• **PROVIDED ENTRIES**:
++++++++
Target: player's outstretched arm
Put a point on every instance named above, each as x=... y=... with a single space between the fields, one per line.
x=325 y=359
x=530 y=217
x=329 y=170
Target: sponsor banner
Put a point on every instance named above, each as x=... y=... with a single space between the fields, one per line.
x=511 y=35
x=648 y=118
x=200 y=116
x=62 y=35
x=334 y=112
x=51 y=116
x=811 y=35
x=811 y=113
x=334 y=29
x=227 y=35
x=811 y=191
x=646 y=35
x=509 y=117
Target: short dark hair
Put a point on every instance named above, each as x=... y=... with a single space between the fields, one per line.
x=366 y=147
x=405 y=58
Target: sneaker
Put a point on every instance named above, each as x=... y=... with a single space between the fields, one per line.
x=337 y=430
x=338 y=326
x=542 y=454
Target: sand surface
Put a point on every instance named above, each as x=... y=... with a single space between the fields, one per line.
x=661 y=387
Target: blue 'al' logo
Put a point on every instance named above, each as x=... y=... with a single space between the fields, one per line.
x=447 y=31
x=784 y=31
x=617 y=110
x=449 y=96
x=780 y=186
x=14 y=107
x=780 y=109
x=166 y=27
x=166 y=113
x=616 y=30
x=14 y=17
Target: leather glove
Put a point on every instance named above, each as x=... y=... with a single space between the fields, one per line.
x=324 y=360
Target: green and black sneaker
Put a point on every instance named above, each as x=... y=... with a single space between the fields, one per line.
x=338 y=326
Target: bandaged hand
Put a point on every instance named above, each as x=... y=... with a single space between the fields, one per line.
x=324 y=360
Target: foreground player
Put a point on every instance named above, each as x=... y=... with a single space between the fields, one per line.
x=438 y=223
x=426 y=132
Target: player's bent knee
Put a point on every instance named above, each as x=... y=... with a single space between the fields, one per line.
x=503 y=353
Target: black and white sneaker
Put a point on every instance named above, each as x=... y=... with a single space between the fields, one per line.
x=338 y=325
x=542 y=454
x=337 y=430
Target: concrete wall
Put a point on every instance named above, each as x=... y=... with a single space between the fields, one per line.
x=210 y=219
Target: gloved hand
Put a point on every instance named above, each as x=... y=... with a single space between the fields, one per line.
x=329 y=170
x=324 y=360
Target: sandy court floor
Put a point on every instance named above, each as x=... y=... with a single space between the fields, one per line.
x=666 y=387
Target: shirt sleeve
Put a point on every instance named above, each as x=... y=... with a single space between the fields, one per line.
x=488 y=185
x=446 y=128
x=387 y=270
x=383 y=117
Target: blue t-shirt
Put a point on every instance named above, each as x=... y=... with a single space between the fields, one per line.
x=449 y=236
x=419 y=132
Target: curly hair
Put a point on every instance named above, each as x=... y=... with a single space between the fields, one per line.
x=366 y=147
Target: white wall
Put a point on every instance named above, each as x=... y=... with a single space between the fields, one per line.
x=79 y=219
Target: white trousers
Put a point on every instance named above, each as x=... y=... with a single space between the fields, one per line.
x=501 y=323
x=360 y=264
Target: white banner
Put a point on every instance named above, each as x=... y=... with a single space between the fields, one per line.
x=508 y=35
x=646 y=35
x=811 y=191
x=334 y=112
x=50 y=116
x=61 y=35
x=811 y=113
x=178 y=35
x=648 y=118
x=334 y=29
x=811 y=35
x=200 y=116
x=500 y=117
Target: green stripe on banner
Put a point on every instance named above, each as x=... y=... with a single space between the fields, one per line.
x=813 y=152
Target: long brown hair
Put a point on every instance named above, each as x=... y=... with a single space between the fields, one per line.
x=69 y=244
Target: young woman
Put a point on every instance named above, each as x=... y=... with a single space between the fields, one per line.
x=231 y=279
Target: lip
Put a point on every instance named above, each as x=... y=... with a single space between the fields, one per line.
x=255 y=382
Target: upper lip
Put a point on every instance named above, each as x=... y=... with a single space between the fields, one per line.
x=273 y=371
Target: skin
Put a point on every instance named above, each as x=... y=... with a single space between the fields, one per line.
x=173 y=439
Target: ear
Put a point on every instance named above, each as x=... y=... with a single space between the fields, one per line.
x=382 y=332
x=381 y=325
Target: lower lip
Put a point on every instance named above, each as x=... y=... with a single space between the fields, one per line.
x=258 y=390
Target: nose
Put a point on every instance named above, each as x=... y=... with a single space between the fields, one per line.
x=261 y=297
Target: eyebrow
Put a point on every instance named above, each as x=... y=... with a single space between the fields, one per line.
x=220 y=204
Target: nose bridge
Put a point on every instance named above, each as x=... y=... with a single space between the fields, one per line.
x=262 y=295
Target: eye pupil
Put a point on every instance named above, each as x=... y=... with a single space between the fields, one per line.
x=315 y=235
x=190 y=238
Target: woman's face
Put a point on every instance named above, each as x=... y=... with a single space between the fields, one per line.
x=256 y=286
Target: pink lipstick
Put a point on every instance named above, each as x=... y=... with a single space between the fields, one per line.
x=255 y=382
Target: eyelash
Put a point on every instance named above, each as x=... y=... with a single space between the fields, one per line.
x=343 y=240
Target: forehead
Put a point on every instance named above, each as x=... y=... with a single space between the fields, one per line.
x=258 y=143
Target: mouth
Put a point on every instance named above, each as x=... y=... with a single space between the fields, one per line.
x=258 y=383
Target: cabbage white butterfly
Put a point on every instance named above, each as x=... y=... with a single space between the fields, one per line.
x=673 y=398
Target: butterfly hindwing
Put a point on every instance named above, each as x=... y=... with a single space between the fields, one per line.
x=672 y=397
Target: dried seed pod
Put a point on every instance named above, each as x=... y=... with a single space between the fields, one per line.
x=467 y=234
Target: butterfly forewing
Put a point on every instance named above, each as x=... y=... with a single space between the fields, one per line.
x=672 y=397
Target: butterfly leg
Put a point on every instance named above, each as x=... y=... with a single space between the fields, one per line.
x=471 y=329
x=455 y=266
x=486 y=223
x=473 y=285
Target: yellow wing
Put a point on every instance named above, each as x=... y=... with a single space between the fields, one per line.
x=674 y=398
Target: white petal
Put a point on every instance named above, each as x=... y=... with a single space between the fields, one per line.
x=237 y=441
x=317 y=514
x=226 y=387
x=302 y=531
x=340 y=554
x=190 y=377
++++++++
• **REQUIREMENT**:
Restate word for word the lines of the data above, starting at the line containing "Target: young woman" and ending at the line containing "Target: skin", both included, and nothing more.

• **SOLUTION**:
Target: young woman
Put a point on every instance named above, each as x=... y=... with a single space between the fields, one per line.
x=231 y=279
Target: lip
Put a point on every instance named above, each as x=... y=... with a single space between the fields, one per line.
x=255 y=382
Target: upper lip
Put a point on every instance named above, each as x=... y=... with a single space between the fields, one per line.
x=273 y=371
Target: skin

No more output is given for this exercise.